#### Task brief:
Extract every line of the entries below and reproduce each one verbatim, in the same order.
[start]
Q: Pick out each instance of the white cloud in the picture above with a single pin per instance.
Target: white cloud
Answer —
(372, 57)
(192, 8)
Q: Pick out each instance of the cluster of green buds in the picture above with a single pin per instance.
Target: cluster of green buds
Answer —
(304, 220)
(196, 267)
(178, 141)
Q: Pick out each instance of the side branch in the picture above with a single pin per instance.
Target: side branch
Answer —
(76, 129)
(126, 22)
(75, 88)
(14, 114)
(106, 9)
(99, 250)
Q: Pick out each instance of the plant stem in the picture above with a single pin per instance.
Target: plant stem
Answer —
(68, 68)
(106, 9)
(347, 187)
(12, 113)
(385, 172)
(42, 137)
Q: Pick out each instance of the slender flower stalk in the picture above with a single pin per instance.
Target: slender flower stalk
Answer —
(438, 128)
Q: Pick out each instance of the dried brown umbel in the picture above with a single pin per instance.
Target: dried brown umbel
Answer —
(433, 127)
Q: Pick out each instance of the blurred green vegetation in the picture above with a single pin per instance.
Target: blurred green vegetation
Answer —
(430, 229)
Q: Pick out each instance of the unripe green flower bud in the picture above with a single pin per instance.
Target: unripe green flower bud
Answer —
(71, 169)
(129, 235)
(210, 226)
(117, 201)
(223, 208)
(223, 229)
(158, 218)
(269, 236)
[end]
#### Exercise response:
Q: Pick out each instance of the white cloud in the picture above with a single pin per instance.
Target: white cloud
Answer —
(372, 57)
(192, 8)
Q: Pick out each instance of the cluster of green buds in the picture above with a single pin per instance.
Target: cluster of green buds
Answer —
(304, 220)
(196, 267)
(178, 141)
Q: Pick out each instance of the side branch in the picture above with a single pin per instance.
Target: side branch
Answer —
(76, 129)
(126, 22)
(75, 88)
(14, 114)
(106, 9)
(99, 250)
Q: Pick out each instance of the plant stem in the picture above with a single pin per instance.
Target: plant stem
Answer —
(68, 68)
(106, 9)
(347, 187)
(12, 113)
(385, 172)
(42, 137)
Q: Pick out each instance of the slender flower stalk in the picture above with a single pin per instance.
Target: slender flower stalk
Answer —
(438, 128)
Q: Pick out each instance of the dried brown umbel in the picture above with a single pin per instance.
Target: dried brown umbel
Answer —
(433, 127)
Q: Pick out each instance of the blurred green vegetation in the picture above with a single pin per instance.
Target: blurred green vegetation
Answer —
(430, 229)
Q: Pick out each instance of the unripe green flower bud in the picture above with a single pin per instance.
Target: unripe green flower bud
Answer —
(71, 169)
(129, 235)
(210, 226)
(117, 201)
(223, 208)
(223, 229)
(158, 218)
(269, 236)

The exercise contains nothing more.